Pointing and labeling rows

+++

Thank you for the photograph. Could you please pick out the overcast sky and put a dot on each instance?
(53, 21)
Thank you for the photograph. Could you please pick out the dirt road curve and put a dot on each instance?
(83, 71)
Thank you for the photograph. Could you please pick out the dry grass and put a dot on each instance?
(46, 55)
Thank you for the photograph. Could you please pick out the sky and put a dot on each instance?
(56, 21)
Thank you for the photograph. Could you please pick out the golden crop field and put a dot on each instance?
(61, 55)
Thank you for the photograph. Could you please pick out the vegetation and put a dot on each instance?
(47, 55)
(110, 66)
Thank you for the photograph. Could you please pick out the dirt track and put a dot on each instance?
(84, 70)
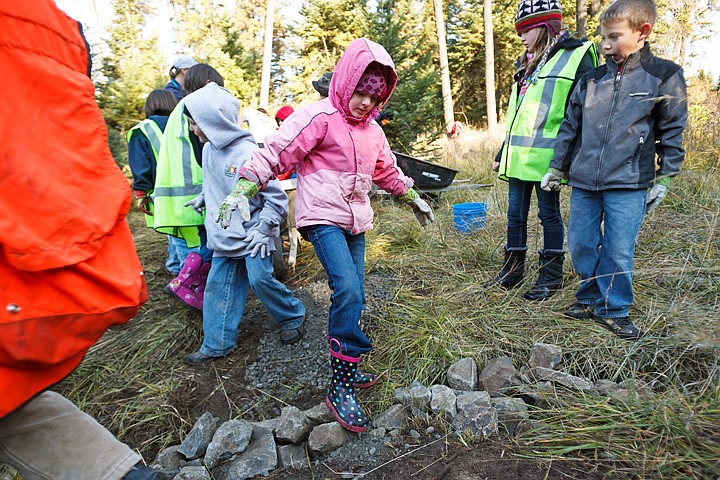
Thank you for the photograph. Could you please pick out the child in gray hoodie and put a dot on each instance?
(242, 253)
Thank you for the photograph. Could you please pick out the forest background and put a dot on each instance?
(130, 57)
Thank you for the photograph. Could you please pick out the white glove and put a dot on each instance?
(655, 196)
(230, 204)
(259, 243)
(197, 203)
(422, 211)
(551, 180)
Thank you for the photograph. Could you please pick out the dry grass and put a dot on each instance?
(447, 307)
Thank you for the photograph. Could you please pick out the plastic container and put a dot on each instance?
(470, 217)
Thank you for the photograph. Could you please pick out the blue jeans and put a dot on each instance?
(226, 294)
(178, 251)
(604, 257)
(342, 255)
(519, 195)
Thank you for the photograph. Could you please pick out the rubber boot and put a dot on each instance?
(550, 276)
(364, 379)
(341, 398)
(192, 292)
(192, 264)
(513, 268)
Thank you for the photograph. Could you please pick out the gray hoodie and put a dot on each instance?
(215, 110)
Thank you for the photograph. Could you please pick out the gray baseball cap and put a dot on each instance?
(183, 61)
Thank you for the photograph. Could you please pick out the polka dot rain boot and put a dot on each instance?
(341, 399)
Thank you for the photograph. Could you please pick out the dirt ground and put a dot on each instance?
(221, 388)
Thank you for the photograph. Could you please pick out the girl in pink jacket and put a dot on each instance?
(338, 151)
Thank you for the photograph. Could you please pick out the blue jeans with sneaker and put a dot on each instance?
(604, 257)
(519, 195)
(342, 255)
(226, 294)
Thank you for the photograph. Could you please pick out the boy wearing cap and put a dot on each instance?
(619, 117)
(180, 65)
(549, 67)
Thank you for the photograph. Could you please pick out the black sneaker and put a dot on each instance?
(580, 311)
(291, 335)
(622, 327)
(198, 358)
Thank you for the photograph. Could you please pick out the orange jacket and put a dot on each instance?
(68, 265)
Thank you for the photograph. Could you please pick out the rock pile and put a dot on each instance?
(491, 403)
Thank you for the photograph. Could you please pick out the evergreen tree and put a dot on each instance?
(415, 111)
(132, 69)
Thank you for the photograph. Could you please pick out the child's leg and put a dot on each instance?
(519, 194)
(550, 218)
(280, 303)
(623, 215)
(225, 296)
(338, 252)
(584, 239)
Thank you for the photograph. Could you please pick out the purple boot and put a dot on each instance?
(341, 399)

+++

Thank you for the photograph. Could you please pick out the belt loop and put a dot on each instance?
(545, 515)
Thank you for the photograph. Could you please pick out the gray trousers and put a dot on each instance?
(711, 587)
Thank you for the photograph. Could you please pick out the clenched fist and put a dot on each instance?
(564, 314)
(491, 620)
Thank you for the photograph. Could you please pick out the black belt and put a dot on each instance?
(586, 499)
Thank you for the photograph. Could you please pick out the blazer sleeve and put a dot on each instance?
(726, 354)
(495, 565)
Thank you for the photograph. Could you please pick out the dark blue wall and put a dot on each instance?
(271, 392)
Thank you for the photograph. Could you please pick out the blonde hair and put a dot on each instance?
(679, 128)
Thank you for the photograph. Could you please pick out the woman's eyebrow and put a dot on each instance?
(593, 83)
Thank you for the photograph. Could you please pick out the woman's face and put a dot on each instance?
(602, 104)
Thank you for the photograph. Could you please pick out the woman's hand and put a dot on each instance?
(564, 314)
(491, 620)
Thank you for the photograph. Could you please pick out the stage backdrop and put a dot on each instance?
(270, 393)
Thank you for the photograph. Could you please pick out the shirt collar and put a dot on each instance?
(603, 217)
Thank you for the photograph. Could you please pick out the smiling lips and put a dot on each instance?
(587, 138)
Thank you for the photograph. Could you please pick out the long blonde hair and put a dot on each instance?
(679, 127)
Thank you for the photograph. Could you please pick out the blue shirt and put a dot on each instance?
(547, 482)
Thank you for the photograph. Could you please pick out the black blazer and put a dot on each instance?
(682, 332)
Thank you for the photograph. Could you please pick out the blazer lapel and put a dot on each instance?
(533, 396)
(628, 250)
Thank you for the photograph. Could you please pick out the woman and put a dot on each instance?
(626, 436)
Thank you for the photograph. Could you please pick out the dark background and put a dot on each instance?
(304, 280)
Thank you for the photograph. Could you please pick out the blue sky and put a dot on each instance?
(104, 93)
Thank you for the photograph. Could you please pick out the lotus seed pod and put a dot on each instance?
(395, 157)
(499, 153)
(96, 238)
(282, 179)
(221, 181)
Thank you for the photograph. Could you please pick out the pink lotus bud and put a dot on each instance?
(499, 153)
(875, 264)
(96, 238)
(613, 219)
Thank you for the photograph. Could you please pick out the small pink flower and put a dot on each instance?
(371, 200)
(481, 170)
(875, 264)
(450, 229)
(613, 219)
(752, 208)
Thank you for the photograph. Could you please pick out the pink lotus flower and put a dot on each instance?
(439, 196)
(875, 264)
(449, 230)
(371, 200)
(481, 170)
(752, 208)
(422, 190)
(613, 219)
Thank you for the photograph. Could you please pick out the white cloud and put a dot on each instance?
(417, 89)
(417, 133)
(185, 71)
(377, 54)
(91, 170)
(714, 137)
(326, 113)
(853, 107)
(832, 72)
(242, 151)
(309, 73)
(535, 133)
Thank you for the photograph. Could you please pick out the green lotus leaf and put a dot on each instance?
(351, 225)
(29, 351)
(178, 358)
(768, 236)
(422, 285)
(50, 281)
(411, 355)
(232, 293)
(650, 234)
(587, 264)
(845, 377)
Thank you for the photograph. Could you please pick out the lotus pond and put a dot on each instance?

+++

* [TASK DETAILS]: Please collect every line in the rows above that contains the word "blonde" and copy each one out.

* [EXERCISE RESULT]:
Thank you for the photograph. Could you please pick out the blonde hair and put a dot on each instance?
Thank you for the photograph. Could you please pick out the long blonde hair and put a dot on each instance?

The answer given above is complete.